Blues/rock guitarist and singer Samantha Fish was in a familiar place — on tour — when, in her words, “basically everything went to hell.”

The COVID-19 pandemic sent her and countless other touring acts back home. For Fish, though, home was New Orleans, one of the cities hardest hit by the virus.

“I came home and did what everybody else did — just kind of quarantined for a very long time,” Fish said in a recent phone call. “It took a few months before it really sunk in, like all right, this is going to be for a long, long while. … It was a weird thing, especially being here in New Orleans … It was scary, but I think everybody has gone through these emotions.”

Fish has done a few physically distanced shows since then, and returns to Southwest Virginia for one on Wednesday. She and another popular and talented guitarist and singer, Tab Benoit, open up Berglund Center’s season of parking lot drive-in concerts.

“I’m really looking forward to it,” she said.

After all, there has been a lot of isolation, though she didn’t simply sit around.

“It’s been a lot of ups and downs, but personally, I just started writing,” Fish said. “It was the first time I’ve ever been able to write in a situation where I wasn’t constantly moving around from place to place.

Natural-language object grounding data
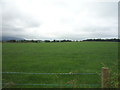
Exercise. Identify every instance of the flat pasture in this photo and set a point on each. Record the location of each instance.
(57, 57)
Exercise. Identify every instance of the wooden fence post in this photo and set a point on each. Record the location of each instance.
(104, 77)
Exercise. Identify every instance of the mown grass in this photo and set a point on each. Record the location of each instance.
(75, 57)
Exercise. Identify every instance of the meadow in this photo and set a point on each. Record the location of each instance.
(64, 57)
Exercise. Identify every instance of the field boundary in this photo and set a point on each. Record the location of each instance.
(51, 73)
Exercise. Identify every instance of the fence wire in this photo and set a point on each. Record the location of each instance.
(51, 73)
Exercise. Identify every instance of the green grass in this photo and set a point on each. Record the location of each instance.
(76, 57)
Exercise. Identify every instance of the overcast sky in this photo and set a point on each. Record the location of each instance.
(59, 19)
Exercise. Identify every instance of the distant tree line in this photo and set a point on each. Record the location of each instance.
(38, 41)
(112, 40)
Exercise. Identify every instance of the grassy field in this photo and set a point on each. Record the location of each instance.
(75, 57)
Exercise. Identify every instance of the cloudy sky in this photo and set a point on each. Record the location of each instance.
(59, 19)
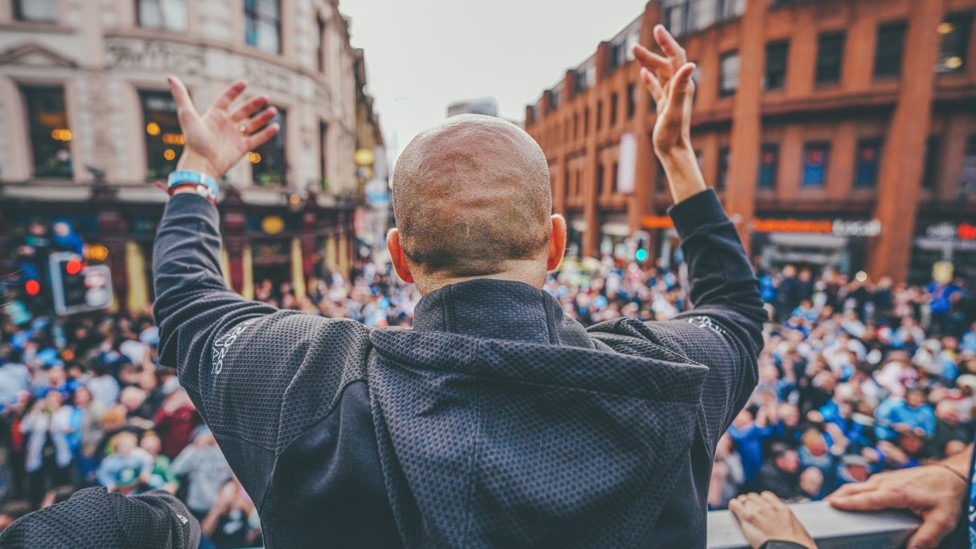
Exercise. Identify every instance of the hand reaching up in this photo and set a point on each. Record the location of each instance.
(670, 83)
(220, 137)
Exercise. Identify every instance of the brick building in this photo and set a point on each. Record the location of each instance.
(838, 132)
(87, 124)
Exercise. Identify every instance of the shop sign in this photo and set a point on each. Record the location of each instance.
(272, 224)
(948, 231)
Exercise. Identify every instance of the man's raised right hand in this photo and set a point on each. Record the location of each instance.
(220, 137)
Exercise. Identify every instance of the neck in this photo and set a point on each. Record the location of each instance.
(526, 271)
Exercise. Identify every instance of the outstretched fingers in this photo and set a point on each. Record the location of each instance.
(676, 54)
(681, 88)
(249, 107)
(259, 121)
(262, 137)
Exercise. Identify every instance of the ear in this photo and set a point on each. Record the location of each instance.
(557, 242)
(397, 256)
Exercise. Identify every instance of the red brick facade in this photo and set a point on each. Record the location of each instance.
(882, 131)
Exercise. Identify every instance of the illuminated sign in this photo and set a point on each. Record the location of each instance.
(948, 231)
(967, 232)
(837, 227)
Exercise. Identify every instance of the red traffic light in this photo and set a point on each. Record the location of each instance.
(73, 266)
(32, 287)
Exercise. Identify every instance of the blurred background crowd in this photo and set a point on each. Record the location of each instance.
(856, 377)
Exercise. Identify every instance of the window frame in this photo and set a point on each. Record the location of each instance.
(964, 20)
(34, 138)
(877, 143)
(281, 119)
(723, 89)
(808, 147)
(768, 148)
(820, 69)
(256, 16)
(887, 49)
(785, 46)
(151, 172)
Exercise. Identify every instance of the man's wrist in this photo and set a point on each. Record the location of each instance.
(684, 175)
(195, 162)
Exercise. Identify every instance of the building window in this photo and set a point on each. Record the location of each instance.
(724, 157)
(931, 174)
(599, 179)
(36, 10)
(321, 51)
(324, 153)
(164, 140)
(868, 158)
(262, 24)
(776, 54)
(955, 40)
(631, 100)
(268, 161)
(50, 137)
(815, 156)
(162, 14)
(889, 48)
(614, 101)
(830, 56)
(729, 77)
(768, 166)
(967, 180)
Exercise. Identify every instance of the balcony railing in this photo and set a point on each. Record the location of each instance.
(832, 529)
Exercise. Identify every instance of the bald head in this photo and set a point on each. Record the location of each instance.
(471, 195)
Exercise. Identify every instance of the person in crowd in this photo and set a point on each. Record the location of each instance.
(49, 453)
(912, 413)
(812, 484)
(231, 521)
(780, 474)
(126, 466)
(176, 421)
(476, 235)
(90, 432)
(161, 477)
(205, 469)
(748, 434)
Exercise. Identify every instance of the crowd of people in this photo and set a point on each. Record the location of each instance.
(856, 377)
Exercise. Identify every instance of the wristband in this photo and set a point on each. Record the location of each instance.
(206, 186)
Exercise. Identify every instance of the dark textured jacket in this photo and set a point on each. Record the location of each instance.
(495, 422)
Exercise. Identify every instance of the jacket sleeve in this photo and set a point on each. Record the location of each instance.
(96, 518)
(723, 331)
(240, 361)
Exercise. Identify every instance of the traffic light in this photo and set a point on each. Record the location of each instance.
(76, 287)
(67, 282)
(641, 241)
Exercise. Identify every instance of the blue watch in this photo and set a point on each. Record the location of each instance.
(206, 186)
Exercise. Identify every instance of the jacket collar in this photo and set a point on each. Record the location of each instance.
(498, 309)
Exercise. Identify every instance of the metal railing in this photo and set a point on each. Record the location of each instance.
(828, 526)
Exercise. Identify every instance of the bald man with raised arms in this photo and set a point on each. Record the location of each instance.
(496, 421)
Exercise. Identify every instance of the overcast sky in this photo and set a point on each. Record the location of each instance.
(422, 55)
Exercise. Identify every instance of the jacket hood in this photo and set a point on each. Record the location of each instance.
(508, 433)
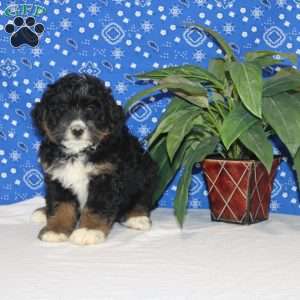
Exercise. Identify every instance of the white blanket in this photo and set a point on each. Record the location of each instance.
(206, 260)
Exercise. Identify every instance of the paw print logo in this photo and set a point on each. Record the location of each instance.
(24, 32)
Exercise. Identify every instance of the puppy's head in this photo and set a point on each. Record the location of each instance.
(77, 111)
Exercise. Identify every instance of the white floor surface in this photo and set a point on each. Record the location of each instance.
(205, 260)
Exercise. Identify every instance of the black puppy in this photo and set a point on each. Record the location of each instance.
(95, 170)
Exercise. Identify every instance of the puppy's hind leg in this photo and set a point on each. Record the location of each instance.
(39, 216)
(60, 223)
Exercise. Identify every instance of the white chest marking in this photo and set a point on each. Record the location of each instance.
(74, 176)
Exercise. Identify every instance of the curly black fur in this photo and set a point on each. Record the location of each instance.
(111, 195)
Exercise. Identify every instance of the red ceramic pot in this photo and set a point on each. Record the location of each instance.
(239, 191)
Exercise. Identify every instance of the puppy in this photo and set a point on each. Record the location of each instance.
(96, 172)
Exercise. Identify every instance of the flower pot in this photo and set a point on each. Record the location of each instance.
(239, 191)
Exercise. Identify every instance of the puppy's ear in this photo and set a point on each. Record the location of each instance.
(37, 115)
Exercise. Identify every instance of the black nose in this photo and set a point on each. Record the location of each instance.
(77, 132)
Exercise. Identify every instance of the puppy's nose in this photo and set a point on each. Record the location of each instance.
(77, 132)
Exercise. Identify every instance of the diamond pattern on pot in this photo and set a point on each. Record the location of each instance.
(228, 183)
(261, 187)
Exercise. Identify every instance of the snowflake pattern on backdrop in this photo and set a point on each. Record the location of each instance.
(115, 40)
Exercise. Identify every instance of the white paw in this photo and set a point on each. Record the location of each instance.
(39, 216)
(53, 237)
(84, 236)
(140, 223)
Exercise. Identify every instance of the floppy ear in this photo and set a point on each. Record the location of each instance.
(37, 115)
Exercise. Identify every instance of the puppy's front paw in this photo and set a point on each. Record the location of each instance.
(84, 236)
(139, 223)
(51, 236)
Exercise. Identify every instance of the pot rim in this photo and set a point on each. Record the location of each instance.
(275, 157)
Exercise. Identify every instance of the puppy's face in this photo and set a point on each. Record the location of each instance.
(77, 112)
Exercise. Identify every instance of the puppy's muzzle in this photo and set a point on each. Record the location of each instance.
(77, 128)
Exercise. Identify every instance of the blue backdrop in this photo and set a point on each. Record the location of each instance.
(114, 40)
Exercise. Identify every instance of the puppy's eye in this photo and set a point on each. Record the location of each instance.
(91, 108)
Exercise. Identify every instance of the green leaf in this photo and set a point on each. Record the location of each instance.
(179, 131)
(252, 56)
(235, 123)
(165, 171)
(280, 83)
(219, 39)
(264, 62)
(168, 122)
(186, 71)
(282, 113)
(297, 166)
(217, 67)
(247, 78)
(194, 154)
(189, 87)
(256, 140)
(200, 101)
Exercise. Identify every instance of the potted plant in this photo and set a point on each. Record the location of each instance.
(224, 117)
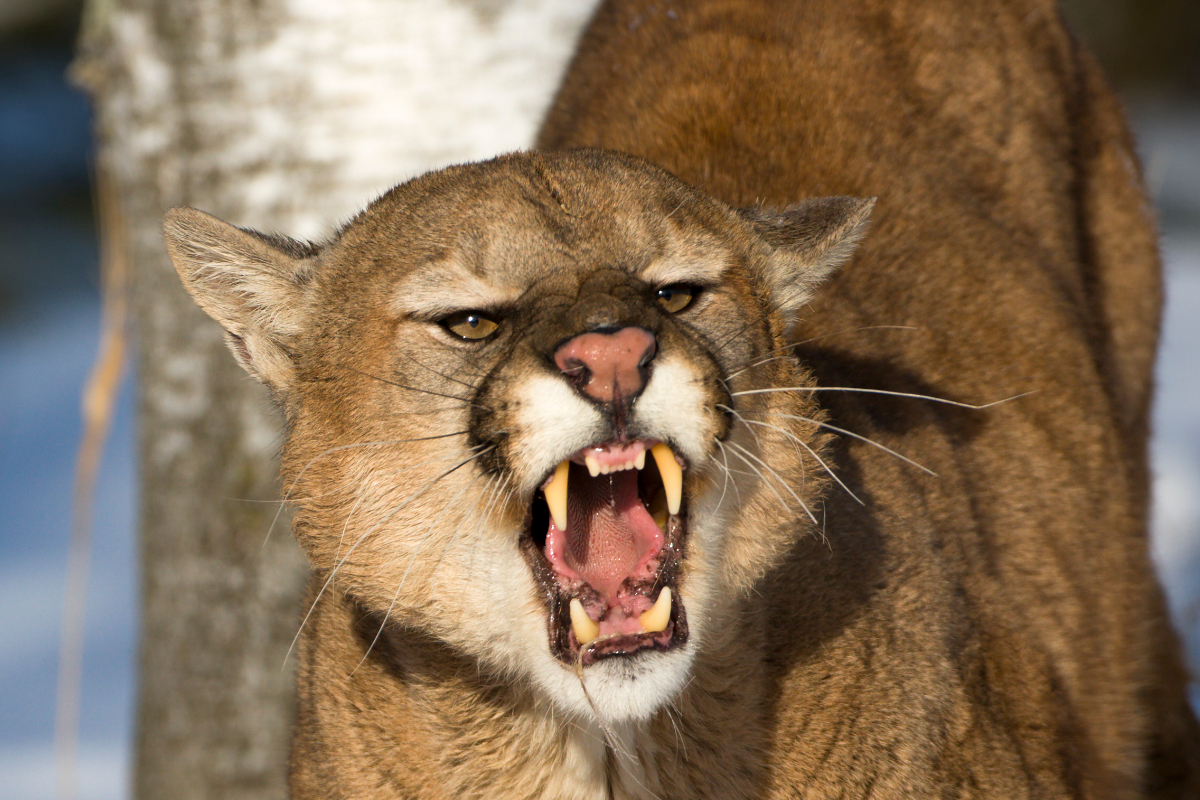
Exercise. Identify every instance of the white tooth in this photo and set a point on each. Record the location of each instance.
(585, 629)
(671, 473)
(655, 618)
(556, 495)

§ **Task description**
Please list every place name that appears in the Samantha Fish article above.

§ **Final answer**
New Orleans, Southwest Virginia, Berglund Center